=== Work to do ===
• A. Please answer these questions from the trolling transcript, one per line:
(i) Henson says the word "troll" comes from what activity?
(ii) What does Henson call extending the trolls?
(iii) What kind of letters from Ms. Kobrin does Lieberman ask about?
• B. Write out the trolling transcript word for word, between "Lieberman (no more" and "game; isn't it?", inclusive.

=== Text section ===
▼
Lieberman: what's a troll?

Henson: it comes from the fishing where you troll a bait along in the water
and a fish will jump and bite the thing, and the idea of it is that the
internet is a very humorous place and it's especially good to troll people who
don't have any sense of humor at all, and this is a troll because an ftp site
of 127.0.0.1 doesn't go anywhere. It loops right back around into your own
machine.

Lieberman [not getting it]: So the idea here was to make the church think that
this person had an ftp site and to take action against him and, in fact, he
didn't have it; is that your point?

Henson: Oh, it's really humorous, and I picked up on it and instantly added
something to extend the troll. Extending the trolls like this is an art form
of the highest order.

Lieberman (acidly): I see. So this is part of your art form where you say,
"don't you expect the 'ho to blow a gasket?"

Henson: yes.

Lieberman (starting to lose his temper): so you do remember this posting
apparently?

Henson (helpfully): I can't remember for certain that I did this one, and
certainly I could not swear to any of the material on here being letter
perfect on it (but he goes on to say that it is such a good one that he would
be happy to take credit for it).

Lieberman: You find this whole thing kind of amusing, don't you?

Henson: Oh, this is screamingly funny.

Lieberman (no more Mr. Nice Guy): You find it amusing to make Helena Kobrin
and the church go after you or other people for this sort of thing, whether
you have the materials or not; is that right?

Henson: It's a great game.

Lieberman: It is a great game. You really find it amusing, don't you?

Henson: It's an extremely amusing thing.

Lieberman: All right. You find it amusing when you receive these letters from
Ms. Kobrin, the cease and desist letters? It's part of the game; isn't it?
[This goes on for awhile as Lieberman hammers at the point. Henson reiterates
that he is amused, and wants to talk about the SP levels.]

Lieberman: You find it an amusing part of the game when you receive these
cease and desist letters, right?
▲
=== Data extract ===
▼
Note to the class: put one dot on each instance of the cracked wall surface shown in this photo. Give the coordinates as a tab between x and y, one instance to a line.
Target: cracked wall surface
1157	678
▲
=== Answers below ===
• A.
(i) Fishing, where you troll a bait along in the water.
(ii) An art form of the highest order.
(iii) Cease and desist letters.

• B.
Lieberman (no more Mr. Nice Guy): You find it amusing to make Helena Kobrin
and the church go after you or other people for this sort of thing, whether
you have the materials or not; is that right?

Henson: It's a great game.

Lieberman: It is a great game. You really find it amusing, don't you?

Henson: It's an extremely amusing thing.

Lieberman: All right. You find it amusing when you receive these letters from
Ms. Kobrin, the cease and desist letters? It's part of the game; isn't it?